◆ Your objective:
Turn the lines of the data into a numbered list, skipping any blank lines. Begin with the first line of the data and stop after the line that contains "(0, 267), (800, 530)".

A block of data
********
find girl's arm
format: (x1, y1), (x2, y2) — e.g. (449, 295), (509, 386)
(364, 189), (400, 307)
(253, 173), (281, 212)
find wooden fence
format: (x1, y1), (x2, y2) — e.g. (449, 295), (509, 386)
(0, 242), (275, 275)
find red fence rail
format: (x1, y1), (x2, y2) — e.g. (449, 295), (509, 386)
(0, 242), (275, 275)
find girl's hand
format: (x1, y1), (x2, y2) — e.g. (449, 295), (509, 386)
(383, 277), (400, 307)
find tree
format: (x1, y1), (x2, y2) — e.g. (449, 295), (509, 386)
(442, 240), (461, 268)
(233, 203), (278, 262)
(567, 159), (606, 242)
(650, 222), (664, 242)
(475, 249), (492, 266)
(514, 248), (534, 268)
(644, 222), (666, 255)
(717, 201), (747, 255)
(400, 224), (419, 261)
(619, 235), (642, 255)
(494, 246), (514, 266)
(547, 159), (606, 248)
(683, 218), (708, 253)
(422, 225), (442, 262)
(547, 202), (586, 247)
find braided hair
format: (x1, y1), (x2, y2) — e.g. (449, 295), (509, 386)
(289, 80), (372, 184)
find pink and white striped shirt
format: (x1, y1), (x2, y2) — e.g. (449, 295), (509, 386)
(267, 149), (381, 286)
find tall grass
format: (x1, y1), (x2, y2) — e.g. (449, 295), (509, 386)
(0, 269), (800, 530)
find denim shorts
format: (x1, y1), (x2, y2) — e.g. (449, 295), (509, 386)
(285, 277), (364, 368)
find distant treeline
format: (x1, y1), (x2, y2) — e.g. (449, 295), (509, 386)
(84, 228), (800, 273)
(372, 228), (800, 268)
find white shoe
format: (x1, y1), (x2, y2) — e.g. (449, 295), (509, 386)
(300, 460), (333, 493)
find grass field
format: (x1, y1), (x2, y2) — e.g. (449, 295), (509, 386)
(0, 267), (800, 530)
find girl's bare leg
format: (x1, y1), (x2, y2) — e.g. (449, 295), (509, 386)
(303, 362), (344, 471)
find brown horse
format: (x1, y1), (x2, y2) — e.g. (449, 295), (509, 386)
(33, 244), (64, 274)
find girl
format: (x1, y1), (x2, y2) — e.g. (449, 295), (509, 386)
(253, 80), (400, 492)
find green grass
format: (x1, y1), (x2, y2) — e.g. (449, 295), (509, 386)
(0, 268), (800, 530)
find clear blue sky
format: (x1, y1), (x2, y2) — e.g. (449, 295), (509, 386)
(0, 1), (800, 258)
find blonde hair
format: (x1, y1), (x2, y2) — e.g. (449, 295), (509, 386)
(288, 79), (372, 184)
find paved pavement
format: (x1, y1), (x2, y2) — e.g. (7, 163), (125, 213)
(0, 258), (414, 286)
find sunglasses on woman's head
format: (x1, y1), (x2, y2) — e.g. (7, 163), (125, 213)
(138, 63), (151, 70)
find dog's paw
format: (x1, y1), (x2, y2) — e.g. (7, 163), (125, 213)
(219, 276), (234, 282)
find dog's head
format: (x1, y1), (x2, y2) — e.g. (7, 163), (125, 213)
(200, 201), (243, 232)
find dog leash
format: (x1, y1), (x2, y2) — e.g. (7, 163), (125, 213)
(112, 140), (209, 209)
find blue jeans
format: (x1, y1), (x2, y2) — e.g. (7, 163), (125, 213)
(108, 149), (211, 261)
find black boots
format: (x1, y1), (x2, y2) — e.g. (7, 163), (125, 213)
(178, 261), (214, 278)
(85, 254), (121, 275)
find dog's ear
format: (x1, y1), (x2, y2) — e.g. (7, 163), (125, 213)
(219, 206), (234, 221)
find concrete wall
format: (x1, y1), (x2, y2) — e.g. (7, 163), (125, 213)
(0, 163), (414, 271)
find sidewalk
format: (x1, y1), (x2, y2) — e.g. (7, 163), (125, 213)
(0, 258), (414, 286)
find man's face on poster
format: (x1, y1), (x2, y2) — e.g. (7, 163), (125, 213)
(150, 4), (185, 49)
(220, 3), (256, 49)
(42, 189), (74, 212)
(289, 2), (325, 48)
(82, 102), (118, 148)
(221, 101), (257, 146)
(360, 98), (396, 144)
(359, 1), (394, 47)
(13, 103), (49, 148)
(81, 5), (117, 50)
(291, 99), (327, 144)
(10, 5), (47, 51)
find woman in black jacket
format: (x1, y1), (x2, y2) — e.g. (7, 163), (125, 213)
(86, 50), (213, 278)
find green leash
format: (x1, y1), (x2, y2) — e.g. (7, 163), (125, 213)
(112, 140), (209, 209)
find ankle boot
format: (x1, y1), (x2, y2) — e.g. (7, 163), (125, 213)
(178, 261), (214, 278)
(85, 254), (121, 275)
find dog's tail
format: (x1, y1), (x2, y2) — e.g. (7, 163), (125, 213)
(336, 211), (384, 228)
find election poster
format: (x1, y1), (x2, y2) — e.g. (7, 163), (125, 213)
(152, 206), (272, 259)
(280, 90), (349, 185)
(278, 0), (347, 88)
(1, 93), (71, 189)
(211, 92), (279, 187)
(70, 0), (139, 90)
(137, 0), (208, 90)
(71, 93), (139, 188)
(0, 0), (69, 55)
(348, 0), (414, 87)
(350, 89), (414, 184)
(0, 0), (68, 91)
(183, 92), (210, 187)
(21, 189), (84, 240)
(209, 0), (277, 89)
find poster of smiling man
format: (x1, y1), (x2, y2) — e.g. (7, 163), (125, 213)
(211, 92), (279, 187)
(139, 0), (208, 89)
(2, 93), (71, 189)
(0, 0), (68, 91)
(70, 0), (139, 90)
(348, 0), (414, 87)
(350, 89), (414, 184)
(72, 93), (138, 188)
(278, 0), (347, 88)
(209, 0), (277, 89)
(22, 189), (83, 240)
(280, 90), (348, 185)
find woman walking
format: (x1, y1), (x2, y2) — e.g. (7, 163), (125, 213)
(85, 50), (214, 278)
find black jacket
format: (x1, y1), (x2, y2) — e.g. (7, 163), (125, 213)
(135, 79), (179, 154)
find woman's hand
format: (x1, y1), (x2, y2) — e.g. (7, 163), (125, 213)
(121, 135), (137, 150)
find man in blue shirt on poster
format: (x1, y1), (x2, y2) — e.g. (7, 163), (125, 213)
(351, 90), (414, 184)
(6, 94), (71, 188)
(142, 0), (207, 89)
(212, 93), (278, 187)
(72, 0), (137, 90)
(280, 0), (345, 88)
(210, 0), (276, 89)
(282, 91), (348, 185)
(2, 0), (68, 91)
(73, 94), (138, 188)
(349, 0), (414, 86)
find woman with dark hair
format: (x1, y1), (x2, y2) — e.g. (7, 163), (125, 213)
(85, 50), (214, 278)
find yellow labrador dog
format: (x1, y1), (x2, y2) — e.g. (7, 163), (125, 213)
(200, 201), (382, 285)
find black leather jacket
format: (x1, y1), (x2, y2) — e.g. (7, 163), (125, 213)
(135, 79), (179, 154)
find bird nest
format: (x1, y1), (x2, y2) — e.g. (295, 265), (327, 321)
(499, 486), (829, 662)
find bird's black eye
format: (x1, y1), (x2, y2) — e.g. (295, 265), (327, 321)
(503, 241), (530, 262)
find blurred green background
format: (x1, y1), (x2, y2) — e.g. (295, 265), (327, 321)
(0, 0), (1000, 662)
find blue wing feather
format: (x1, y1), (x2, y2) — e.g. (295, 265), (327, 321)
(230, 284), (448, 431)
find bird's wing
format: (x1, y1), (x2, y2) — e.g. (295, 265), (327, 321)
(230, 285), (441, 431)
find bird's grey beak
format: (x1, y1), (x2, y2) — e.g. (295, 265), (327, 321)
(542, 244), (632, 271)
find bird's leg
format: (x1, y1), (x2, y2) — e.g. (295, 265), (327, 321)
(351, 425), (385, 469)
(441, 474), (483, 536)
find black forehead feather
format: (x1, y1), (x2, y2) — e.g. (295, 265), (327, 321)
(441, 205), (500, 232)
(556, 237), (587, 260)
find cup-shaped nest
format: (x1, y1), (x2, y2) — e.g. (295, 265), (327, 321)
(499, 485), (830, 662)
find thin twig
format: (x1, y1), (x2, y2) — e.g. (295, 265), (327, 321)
********
◆ Result of this exercise:
1. find girl's arm
2. format: (x1, y1), (x2, y2) — e.g. (449, 295), (509, 386)
3. (364, 189), (400, 307)
4. (253, 173), (281, 212)
5. find wooden fence
6. format: (x1, y1), (x2, y2) — e.g. (449, 295), (509, 386)
7. (0, 242), (275, 275)
8. find red fence rail
9. format: (x1, y1), (x2, y2) — e.g. (449, 295), (509, 386)
10. (0, 242), (275, 275)
11. find girl's hand
12. format: (x1, y1), (x2, y2) — e.g. (449, 295), (509, 386)
13. (383, 277), (400, 307)
14. find tree
15. format: (x1, y1), (x2, y2) — e.g. (449, 295), (509, 386)
16. (442, 240), (461, 268)
17. (233, 203), (278, 262)
18. (567, 159), (606, 242)
19. (650, 222), (664, 242)
20. (475, 249), (492, 266)
21. (514, 248), (534, 268)
22. (644, 222), (666, 255)
23. (717, 201), (747, 255)
24. (400, 224), (419, 261)
25. (619, 235), (642, 255)
26. (494, 246), (514, 266)
27. (547, 159), (606, 248)
28. (683, 218), (708, 253)
29. (422, 225), (442, 262)
30. (547, 202), (586, 247)
31. find braided hair
32. format: (x1, y1), (x2, y2) — e.g. (449, 295), (509, 386)
33. (289, 80), (372, 184)
34. find pink and white striped shirt
35. format: (x1, y1), (x2, y2) — e.g. (449, 295), (509, 386)
36. (267, 149), (381, 286)
37. find tall grass
38. format: (x1, y1), (x2, y2) — e.g. (449, 295), (509, 386)
39. (0, 269), (800, 530)
40. find denim shorts
41. format: (x1, y1), (x2, y2) — e.g. (449, 295), (509, 386)
42. (285, 277), (364, 368)
43. find distant treeline
44. format: (x1, y1), (x2, y2) — e.g. (449, 295), (509, 386)
45. (84, 228), (800, 273)
46. (372, 228), (800, 268)
47. find white shoe
48. format: (x1, y1), (x2, y2) — e.g. (449, 295), (509, 386)
49. (300, 460), (333, 493)
50. find grass field
51. format: (x1, y1), (x2, y2) — e.g. (449, 295), (509, 386)
52. (0, 267), (800, 530)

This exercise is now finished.